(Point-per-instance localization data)
________
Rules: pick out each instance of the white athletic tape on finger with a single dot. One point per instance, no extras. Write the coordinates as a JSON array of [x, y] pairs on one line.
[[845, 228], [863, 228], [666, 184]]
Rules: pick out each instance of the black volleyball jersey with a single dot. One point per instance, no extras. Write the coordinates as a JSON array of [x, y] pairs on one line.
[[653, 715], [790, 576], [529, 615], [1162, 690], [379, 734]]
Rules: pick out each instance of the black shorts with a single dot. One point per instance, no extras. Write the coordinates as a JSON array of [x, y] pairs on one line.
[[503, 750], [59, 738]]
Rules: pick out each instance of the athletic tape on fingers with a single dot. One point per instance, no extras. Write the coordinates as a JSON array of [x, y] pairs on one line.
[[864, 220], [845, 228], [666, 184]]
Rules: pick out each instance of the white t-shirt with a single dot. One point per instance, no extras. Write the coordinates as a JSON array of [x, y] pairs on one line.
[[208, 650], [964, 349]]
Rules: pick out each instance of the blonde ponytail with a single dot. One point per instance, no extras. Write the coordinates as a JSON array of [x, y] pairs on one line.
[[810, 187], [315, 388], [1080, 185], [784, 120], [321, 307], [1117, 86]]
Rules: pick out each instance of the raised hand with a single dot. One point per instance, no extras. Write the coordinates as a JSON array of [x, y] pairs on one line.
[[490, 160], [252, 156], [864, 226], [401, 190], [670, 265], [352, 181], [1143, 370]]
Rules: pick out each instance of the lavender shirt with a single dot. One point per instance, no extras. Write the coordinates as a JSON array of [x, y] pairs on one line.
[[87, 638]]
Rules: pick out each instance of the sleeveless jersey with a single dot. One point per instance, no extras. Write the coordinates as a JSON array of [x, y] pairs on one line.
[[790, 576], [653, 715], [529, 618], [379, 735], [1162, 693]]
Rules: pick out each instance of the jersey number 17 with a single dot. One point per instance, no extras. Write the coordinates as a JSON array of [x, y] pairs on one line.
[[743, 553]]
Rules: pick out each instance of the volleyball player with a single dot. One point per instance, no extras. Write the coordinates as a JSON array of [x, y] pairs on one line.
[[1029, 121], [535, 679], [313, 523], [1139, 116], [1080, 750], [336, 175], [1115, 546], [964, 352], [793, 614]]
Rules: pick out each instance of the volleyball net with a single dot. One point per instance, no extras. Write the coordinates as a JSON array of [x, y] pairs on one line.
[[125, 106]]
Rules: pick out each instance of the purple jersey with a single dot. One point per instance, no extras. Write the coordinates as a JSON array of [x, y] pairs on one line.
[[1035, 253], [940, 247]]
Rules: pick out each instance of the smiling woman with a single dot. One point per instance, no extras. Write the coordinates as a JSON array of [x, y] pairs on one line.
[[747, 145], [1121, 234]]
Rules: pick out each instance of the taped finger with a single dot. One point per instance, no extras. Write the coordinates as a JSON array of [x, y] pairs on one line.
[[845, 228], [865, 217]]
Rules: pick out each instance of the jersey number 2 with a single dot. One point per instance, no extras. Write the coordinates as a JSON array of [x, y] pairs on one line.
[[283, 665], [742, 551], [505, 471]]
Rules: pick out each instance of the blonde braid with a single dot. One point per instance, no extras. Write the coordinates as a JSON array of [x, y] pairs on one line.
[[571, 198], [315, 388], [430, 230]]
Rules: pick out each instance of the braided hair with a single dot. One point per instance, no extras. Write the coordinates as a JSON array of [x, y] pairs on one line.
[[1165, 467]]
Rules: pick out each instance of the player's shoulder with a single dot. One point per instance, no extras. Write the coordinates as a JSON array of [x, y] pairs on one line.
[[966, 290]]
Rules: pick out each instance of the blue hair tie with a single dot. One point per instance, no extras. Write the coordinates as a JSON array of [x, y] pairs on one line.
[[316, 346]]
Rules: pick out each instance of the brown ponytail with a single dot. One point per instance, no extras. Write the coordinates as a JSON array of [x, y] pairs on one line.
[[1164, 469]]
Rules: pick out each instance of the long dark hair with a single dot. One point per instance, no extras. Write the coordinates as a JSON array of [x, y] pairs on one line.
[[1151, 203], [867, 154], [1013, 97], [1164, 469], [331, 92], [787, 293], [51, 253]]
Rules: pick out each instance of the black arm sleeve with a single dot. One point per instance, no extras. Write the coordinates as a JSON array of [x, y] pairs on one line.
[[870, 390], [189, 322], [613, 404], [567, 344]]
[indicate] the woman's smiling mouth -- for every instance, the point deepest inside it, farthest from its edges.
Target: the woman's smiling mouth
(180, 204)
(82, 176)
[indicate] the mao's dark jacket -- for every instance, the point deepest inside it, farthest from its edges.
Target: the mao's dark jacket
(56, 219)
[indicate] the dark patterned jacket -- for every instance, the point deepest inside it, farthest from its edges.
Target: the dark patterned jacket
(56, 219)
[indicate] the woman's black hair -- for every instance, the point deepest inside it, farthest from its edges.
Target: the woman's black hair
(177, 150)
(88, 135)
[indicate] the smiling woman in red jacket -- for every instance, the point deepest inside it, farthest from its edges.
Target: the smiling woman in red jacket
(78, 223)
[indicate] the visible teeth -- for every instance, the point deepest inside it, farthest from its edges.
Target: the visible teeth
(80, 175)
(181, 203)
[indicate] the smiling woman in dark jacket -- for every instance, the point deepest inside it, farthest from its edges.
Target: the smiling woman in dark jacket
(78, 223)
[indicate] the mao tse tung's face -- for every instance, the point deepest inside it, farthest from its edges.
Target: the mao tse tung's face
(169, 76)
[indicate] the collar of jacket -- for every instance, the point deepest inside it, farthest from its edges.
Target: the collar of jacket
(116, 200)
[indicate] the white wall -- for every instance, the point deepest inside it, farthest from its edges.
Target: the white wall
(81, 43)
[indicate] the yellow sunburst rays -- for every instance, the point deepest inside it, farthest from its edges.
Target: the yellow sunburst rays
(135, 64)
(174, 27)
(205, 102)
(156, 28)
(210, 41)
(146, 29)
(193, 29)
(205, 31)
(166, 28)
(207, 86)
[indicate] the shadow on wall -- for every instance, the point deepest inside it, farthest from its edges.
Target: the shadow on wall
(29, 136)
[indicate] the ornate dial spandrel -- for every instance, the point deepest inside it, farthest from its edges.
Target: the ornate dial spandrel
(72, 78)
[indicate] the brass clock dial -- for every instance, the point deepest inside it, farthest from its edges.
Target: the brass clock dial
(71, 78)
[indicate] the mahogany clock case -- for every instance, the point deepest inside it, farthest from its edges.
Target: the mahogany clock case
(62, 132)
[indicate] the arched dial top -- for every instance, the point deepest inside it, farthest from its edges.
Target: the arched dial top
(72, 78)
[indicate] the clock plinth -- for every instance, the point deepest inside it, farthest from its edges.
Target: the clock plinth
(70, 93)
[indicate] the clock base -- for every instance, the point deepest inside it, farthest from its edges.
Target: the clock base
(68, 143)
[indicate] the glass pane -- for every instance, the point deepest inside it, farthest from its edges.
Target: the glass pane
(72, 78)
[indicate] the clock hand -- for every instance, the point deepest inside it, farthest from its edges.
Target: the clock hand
________
Aim of the task —
A word-for-word copy of all the entries is required.

Result for this exercise —
Rules: pick out each instance of the white athletic tape on finger with a single dot. One point per instance, no extras. Write the coordinates as a JSON array of [x, y] pairs on one line.
[[845, 228], [863, 228], [666, 184]]
Rules: pick out each instance of the black volleyball jersey with a single dot. One point per instance, no extras. Write the coordinates as a JSON array of [x, y] pairs on one line.
[[653, 715], [790, 576], [529, 615], [1162, 690], [379, 734]]
Rules: pick out each instance of the black shorts with a single dot. One point per instance, no extras. Write the coordinates as a JSON array of [x, y] pairs on one line.
[[503, 750], [59, 738]]
Rules: pick out each instance of the athletic tape on fingers with a single dot. One point per instance, no extras. Write the coordinates as a JSON array of [x, y] pairs on one line.
[[864, 220], [845, 228], [666, 184]]
Rules: pick out each instance of the white t-shirt with a single dot. One point per instance, no extras. Write the coordinates as a JSON array of [x, y] pairs on one line.
[[208, 650], [964, 349]]
Rules: pick out each instance of the blonde ponytail with a single dot. One point per instance, no extras. Write the coordinates as a JSON array of [x, y] pairs on one line.
[[810, 187], [315, 388], [1080, 185], [784, 120], [321, 307], [1117, 86]]
Rules: pick out each instance of the raised hand with a single dot. One point per instance, no extras. Write the coordinates as a JSON array of [x, y] pairs on one line.
[[490, 160], [252, 156], [864, 226], [401, 190], [670, 265], [352, 181], [1143, 370]]
Rules: pick out each instance of the lavender shirt with a single dot. One point per instance, no extras. Write the coordinates as a JSON array of [x, y] pairs on one line.
[[87, 638]]
Rules: pick out each instance of the sleeveless jersey with a single dot. One point per instance, no extras. Write the coordinates as a JSON array of [x, y] pairs on one line.
[[790, 576], [653, 715], [529, 618], [379, 735], [1162, 693]]
Rules: pick out each instance of the jersey number 17 with a single dot. One point per instance, no extras. Write the coordinates as a JSON array of [x, y] pairs on one line.
[[743, 553]]
Rules: pick out each instance of the volleyball player with a single dot. One point per instance, no extras. Write the coordinates as a JSON array of [x, y] pairs on one line.
[[1029, 121], [535, 679], [313, 523], [1139, 116], [1080, 750], [336, 175], [1115, 546], [964, 352], [793, 614]]
Rules: pick out each instance of the volleyball net with a single dot. One point per instance, no extras. Write the coordinates as a JSON array of [x, y] pairs on one line.
[[125, 106]]
Rules: pick out each instance of the purple jersey with a single dot. One point per instance, no extras. Write the coordinates as a JSON array of [x, y] pairs on one line.
[[1035, 253], [940, 247]]
Rules: pick out each instance of the smiling woman with a single dot. One point per instance, no extras. Write the coordinates as a JSON array of [x, y] pairs on one line.
[[747, 145], [1121, 234]]
Rules: pick out each instance of the taped finger with a single dot. One point per instance, no extras. Write the coordinates as a JSON array of [x, y] pairs on one line.
[[845, 228], [865, 217]]
Rules: pick out each instance of the jersey number 2 with a single dot. One point per instance, no extras. Write the coordinates as a JSON array of [x, y] pairs on one line.
[[283, 665], [742, 551], [505, 471]]
Rules: pick out each instance of the blonde braid with a single dot. One point per instance, no extras. Write the coordinates as a JSON array of [x, y] pairs on one line.
[[571, 198], [315, 388], [430, 230]]
Rules: pick out each instance of the braided hair with a single dot. One point per instance, no extras. Write the coordinates as a JSON array of [x, y] pairs on one line.
[[1165, 467]]
Rules: pick out each instance of the player's shoulder with a single dot. One point per instance, no extras. Write the coordinates as a JSON array of [x, y] pairs on one line.
[[966, 290]]
Rules: pick out each instance of the blue hair tie with a single dot. One point per instance, no extras. Write the coordinates as a JSON array of [x, y] pairs on one line.
[[316, 346]]
Rules: pick out each instance of the brown ponytail with a single dot. One point per instance, no extras. Write the coordinates as a JSON array of [x, y] pairs on one line.
[[1164, 469]]
Rules: pick out each instance of the long dark hair with a single dot. One point per instance, no extras. Write the coordinates as a JSON array of [x, y] pairs on one line.
[[1151, 203], [867, 154], [1013, 97], [1164, 469], [331, 92], [787, 293], [51, 253]]
Rules: pick out each instance of the black arm sleeve with a single dot. One point per instance, no extras. Write the coordinates as a JSON array of [x, y] pairs on one line.
[[870, 390], [189, 322], [613, 404], [567, 344]]
[indicate] the woman's smiling mouth -- for every instance, the point deepest inside it, farthest from its edges.
Target: the woman's smiling mouth
(180, 204)
(82, 176)
[indicate] the mao's dark jacket -- for every instance, the point deepest inside it, farthest from its edges.
Target: the mao's dark jacket
(56, 219)
[indicate] the dark patterned jacket -- for every instance, the point deepest inside it, farthest from its edges.
Target: the dark patterned jacket
(56, 219)
[indicate] the woman's black hair -- for every instance, the point deepest inside it, farthest from its edges.
Target: the woman's black hair
(177, 150)
(88, 135)
[indicate] the smiling woman in red jacket -- for every instance, the point deepest inside it, farthest from its edges.
Target: the smiling woman in red jacket
(78, 223)
[indicate] the visible teeth -- for every instance, the point deepest inside it, farthest from its edges.
Target: the visible teeth
(80, 175)
(181, 203)
[indicate] the smiling woman in dark jacket -- for every instance, the point deepest inside it, farthest from its edges.
Target: the smiling woman in dark jacket
(78, 223)
[indicate] the mao tse tung's face -- for every instance, the point deepest inside it, farthest from its edges.
Target: the mao tse tung's face
(169, 76)
[indicate] the collar of jacket -- for every instance, the point deepest inside it, farthest from its edges.
Target: the collar of jacket
(116, 200)
[indicate] the white wall -- for every instance, the point deepest inside it, farthest from its edges.
Target: the white wall
(81, 43)
[indicate] the yellow sunburst rays -- for every instance, the point deepest inside it, farthest from its edges.
Target: the yellow sunburst rays
(135, 64)
(174, 27)
(205, 102)
(156, 28)
(210, 41)
(146, 29)
(193, 29)
(205, 31)
(166, 28)
(207, 86)
[indicate] the shadow on wall -- for every instance, the point deepest inside it, farthest from its edges.
Target: the shadow on wall
(29, 136)
[indicate] the ornate dial spandrel -- for every instance, the point deepest inside it, farthest from its edges.
Target: the ornate dial spandrel
(72, 78)
[indicate] the brass clock dial -- for every instance, the point deepest inside it, farthest from its edges.
Target: the brass clock dial
(71, 78)
[indicate] the mahogany clock case -- for every instance, the point deepest inside it, farthest from its edges.
Target: the mahogany clock case
(62, 132)
[indicate] the arched dial top -- for every instance, the point deepest inside it, farthest from its edges.
Target: the arched dial top
(72, 78)
[indicate] the clock plinth -- for every instance, the point deepest inside it, farthest from its edges.
Target: the clock plinth
(70, 93)
[indicate] the clock base -- for every instance, the point deepest inside it, farthest from its edges.
Target: the clock base
(68, 143)
[indicate] the glass pane -- for every instance, the point deepest inside it, farthest from its edges.
Target: the glass pane
(72, 78)
[indicate] the clock hand -- for every instance, the point deepest inside it, farthest from its edges.
Target: the clock hand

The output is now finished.